The exercise
Copy the listing below, swapping "locate-custom" for "detect-custom-labels" everywhere and keeping everything else the same. Omit the pictures from your copy.

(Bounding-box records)

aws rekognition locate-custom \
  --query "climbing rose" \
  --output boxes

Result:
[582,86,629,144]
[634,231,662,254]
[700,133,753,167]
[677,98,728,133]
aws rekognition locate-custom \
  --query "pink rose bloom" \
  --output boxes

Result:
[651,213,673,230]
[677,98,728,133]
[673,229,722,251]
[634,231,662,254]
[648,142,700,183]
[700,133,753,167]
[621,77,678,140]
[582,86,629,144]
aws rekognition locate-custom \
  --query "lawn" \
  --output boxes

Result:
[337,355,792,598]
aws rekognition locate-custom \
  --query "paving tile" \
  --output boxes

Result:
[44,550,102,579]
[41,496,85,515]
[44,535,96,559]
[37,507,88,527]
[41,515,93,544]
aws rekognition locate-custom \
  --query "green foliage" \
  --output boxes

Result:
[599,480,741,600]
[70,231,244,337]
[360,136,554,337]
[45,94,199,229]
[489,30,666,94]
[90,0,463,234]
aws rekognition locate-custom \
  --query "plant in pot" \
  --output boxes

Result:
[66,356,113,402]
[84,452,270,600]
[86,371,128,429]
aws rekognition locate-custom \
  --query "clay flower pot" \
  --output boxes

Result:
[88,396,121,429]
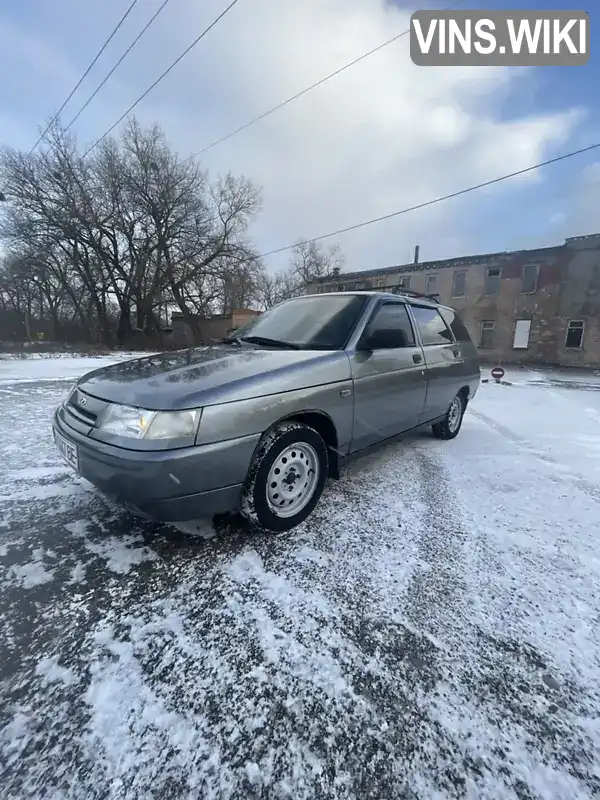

Full response
aws rekognition detect-custom-labels \
  --query "climbing rose" \
  --output boxes

Result:
[582,86,629,144]
[634,231,662,254]
[700,133,753,167]
[677,98,728,133]
aws rekognition detect-custom-labels \
  --query "pink rose bloom" \
  --output boxes

Result:
[651,213,673,230]
[677,98,728,133]
[673,229,722,251]
[634,231,662,254]
[648,142,700,183]
[700,133,753,167]
[621,77,678,140]
[582,86,629,144]
aws rekognition detect-custom-labels \
  --query "lawn" \
  --output boxes

Result:
[337,355,792,598]
aws rekognition detect-custom-labels \
  --query "paving tile" \
  --output boxes

Result:
[44,550,102,579]
[41,496,85,515]
[44,535,96,559]
[37,507,88,527]
[41,515,93,544]
aws rekognition detect-custom-labels \
  --query "green foliage" \
  --output boxes

Result:
[599,480,741,600]
[70,231,244,337]
[360,136,554,337]
[45,94,199,229]
[489,30,666,94]
[90,0,463,234]
aws rekognition detect-custom-labels \
  --query "plant in pot" \
  --output boxes

Result:
[66,356,113,402]
[84,452,270,600]
[86,371,128,429]
aws rekognition detect-custom-labels \
  --query "clay flower pot" \
  --output boxes

Result:
[88,396,121,429]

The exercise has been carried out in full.